## DATA PROVIDED
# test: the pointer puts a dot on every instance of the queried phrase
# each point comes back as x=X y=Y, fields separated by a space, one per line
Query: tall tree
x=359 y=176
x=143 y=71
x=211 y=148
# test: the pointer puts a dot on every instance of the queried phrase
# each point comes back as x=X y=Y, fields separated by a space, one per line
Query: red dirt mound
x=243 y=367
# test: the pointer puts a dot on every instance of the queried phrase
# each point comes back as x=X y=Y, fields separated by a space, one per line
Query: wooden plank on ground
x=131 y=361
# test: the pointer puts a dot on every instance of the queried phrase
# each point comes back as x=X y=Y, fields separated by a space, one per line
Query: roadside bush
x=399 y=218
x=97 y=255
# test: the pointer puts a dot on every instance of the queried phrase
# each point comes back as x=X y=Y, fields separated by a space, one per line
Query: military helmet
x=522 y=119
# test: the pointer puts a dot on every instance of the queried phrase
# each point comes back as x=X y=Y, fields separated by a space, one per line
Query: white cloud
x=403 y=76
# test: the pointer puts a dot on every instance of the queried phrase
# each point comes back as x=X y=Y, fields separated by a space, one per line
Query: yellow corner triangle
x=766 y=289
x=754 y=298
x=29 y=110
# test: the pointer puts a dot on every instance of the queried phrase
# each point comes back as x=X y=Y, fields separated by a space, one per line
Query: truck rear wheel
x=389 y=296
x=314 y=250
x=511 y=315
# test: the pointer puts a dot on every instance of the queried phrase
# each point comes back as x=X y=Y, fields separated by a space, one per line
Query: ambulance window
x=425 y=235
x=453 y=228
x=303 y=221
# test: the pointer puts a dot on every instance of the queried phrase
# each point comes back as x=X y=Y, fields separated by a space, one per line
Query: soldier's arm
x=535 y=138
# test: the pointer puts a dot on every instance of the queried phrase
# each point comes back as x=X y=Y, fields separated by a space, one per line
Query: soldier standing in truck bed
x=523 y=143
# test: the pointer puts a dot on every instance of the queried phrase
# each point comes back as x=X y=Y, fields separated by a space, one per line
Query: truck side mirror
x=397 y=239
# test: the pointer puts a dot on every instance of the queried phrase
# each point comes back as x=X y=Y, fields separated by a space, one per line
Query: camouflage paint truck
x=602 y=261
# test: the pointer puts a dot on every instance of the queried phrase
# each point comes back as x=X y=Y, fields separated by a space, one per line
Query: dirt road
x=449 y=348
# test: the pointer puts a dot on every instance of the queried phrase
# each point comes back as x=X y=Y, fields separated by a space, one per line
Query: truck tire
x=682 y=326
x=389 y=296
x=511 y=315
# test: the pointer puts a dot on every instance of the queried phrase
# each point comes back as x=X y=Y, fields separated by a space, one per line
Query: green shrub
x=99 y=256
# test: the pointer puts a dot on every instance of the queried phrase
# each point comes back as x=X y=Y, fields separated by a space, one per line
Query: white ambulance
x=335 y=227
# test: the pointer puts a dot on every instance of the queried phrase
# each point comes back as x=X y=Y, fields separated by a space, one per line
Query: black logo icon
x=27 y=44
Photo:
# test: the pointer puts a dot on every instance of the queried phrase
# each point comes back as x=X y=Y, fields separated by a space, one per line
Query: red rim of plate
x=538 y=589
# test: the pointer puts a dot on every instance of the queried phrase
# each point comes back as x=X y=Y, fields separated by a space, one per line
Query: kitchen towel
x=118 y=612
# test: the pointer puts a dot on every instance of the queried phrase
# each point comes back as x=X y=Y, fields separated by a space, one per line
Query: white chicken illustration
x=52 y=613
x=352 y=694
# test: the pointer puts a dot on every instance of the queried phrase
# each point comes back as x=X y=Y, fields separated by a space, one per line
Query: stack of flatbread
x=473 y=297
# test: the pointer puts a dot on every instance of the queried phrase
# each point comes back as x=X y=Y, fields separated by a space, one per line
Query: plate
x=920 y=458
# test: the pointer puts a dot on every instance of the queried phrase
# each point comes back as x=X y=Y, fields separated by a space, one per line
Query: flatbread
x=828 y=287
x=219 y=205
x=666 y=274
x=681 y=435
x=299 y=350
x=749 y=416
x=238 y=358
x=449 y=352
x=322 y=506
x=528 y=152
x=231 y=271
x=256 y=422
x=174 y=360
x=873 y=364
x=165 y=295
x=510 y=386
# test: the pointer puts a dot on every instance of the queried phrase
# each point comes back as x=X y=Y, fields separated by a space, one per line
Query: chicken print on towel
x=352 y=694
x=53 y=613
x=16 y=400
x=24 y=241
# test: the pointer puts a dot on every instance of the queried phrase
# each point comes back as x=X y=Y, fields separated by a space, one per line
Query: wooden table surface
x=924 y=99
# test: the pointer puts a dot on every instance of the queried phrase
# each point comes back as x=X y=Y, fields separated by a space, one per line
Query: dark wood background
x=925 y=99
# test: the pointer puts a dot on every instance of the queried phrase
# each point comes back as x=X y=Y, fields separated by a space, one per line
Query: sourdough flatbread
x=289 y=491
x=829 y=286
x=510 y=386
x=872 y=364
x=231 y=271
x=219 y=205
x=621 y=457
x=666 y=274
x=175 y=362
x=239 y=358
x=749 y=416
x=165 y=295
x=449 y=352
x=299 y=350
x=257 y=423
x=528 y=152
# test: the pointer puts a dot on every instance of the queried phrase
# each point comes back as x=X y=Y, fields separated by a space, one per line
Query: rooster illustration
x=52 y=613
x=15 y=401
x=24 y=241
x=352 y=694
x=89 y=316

## REQUIRED WORK
Write out every entry exactly as given.

## RESULT OF THE EXERCISE
# test: the pointer puts a dot on every instance of the queried phrase
# each point comes back as x=X y=Y, fields separated by a space, one per line
Query: tall tree
x=359 y=176
x=143 y=71
x=211 y=148
# test: the pointer puts a dot on every instance of the queried phrase
# each point comes back as x=X y=Y, fields separated by a space, one per line
Query: red dirt mound
x=243 y=367
# test: the pointer puts a dot on every instance of the queried phrase
# each point comes back as x=X y=Y, fields separated by a space, one per line
Query: wooden plank on ground
x=131 y=361
# test: the pointer puts a dot on every instance of the queried phrase
# each point comes back as x=X y=Y, fields separated by a space, one per line
Query: roadside bush
x=399 y=218
x=97 y=255
# test: the pointer puts a dot on every instance of the queried phrase
# each point comes back as x=X y=Y, fields separated by a space, one per line
Query: military helmet
x=522 y=119
# test: the pointer puts a dot on every instance of the queried phrase
# each point comes back as x=X y=Y, fields separated by a space, one per line
Query: white cloud
x=403 y=76
# test: the pointer puts a dot on every instance of the queried phrase
# each point comes back as x=X y=Y, fields separated by a space, one per line
Query: yellow corner triangle
x=766 y=289
x=754 y=298
x=29 y=110
# test: the pointer puts a dot on every instance of the queried phrase
# each point comes back as x=X y=Y, fields separated by a space, one per line
Query: truck rear wheel
x=389 y=296
x=314 y=250
x=511 y=315
# test: the pointer puts a dot on every instance of the queried phrase
# each point comes back as x=X y=Y, fields separated by a space, one per line
Query: ambulance window
x=425 y=235
x=453 y=228
x=303 y=221
# test: the pointer puts a dot on every instance of the queried phrase
# each point comes back as x=X y=Y, fields separated by a space, one per line
Query: soldier's arm
x=535 y=138
# test: the pointer puts a dot on every instance of the queried phrase
# each point comes back as x=X y=Y, fields separated by a space, one per line
Query: soldier standing in truck bed
x=523 y=143
# test: the pointer puts a dot on every instance of the queried phrase
# each point comes back as x=X y=Y, fields separated by a space, one per line
Query: truck side mirror
x=397 y=239
# test: the pointer puts a dot on every instance of the queried phrase
# each point comes back as x=X y=Y, fields separated by a space, one per line
Query: camouflage paint truck
x=602 y=261
# test: the pointer puts a dot on every instance of the queried phrase
# each point comes back as x=X y=Y, fields separated by a space, one per line
Query: dirt road
x=449 y=348
# test: the pointer puts a dot on every instance of the queried phrase
# each point comes back as x=X y=Y, fields separated by a space, one per line
Query: truck tire
x=682 y=326
x=389 y=296
x=511 y=315
# test: the pointer puts a dot on every instance of the queried phrase
# each point comes back as x=X y=Y, fields separated by a space, one per line
Query: green shrub
x=99 y=256
# test: the pointer puts a dot on every instance of the queried phrase
# each point comes back as x=X y=Y, fields separated by a space, one per line
Query: white ambulance
x=335 y=227
# test: the pointer puts a dot on every instance of the queried phrase
# each point comes back as x=X y=Y, fields separated by a space, one per line
Query: black logo icon
x=27 y=44
Photo:
# test: the pointer puts a dot on every instance of the queried phrase
# each point comes back as x=X y=Y, fields separated by a space, one per line
Query: red rim of plate
x=538 y=589
# test: the pointer puts a dot on every instance of the queried phrase
# each point comes back as x=X y=Y, fields separated by a space, one per line
Query: kitchen towel
x=118 y=612
# test: the pointer puts a dot on every instance of the queried phrase
# each point comes back as x=X y=Y, fields separated by a space, one per line
Query: white chicken illustration
x=52 y=613
x=352 y=694
# test: the pointer puts a dot on every instance of the queried phrase
# each point comes back as x=X y=Y, fields separated by a space, one per line
Query: stack of flatbread
x=473 y=297
# test: the pointer puts a dot on every instance of the queried phrase
# each point comes back as x=X y=Y, fields separated by a space, one per line
Query: plate
x=920 y=458
# test: the pointer puts a dot on every instance of the queried phrase
# each point comes back as x=X y=Y, fields separated by a space, one per line
Query: flatbread
x=828 y=287
x=219 y=205
x=666 y=274
x=681 y=435
x=299 y=350
x=749 y=416
x=238 y=358
x=449 y=352
x=322 y=506
x=528 y=152
x=231 y=271
x=256 y=422
x=174 y=360
x=873 y=364
x=165 y=295
x=510 y=386
# test: the pointer puts a dot on every instance of the queried phrase
# each point comes back as x=X y=Y, fields separated by a space, one per line
Query: chicken print on towel
x=352 y=694
x=53 y=613
x=16 y=400
x=24 y=241
# test: the pointer puts a dot on every instance of the queried phrase
# each point comes back as x=X y=Y, fields separated by a space, one per line
Query: wooden table surface
x=924 y=99
# test: the pointer puts a dot on every instance of the queried phrase
# each point comes back as x=X y=Y, fields separated by a space, one per line
Query: dark wood background
x=925 y=99
# test: the pointer puts a dot on every instance of the queried phrase
# each point comes back as x=X y=Y, fields separated by a space, one per line
Query: sourdough flatbread
x=289 y=491
x=829 y=286
x=510 y=386
x=872 y=364
x=231 y=271
x=219 y=205
x=621 y=457
x=666 y=274
x=175 y=362
x=239 y=358
x=749 y=416
x=165 y=295
x=449 y=352
x=299 y=350
x=257 y=423
x=528 y=152
# test: the pointer puts a dot on every instance of the queried phrase
# each point comes back as x=X y=Y, fields separated by a space, one per line
Query: rooster illustration
x=52 y=613
x=15 y=401
x=24 y=241
x=352 y=694
x=89 y=316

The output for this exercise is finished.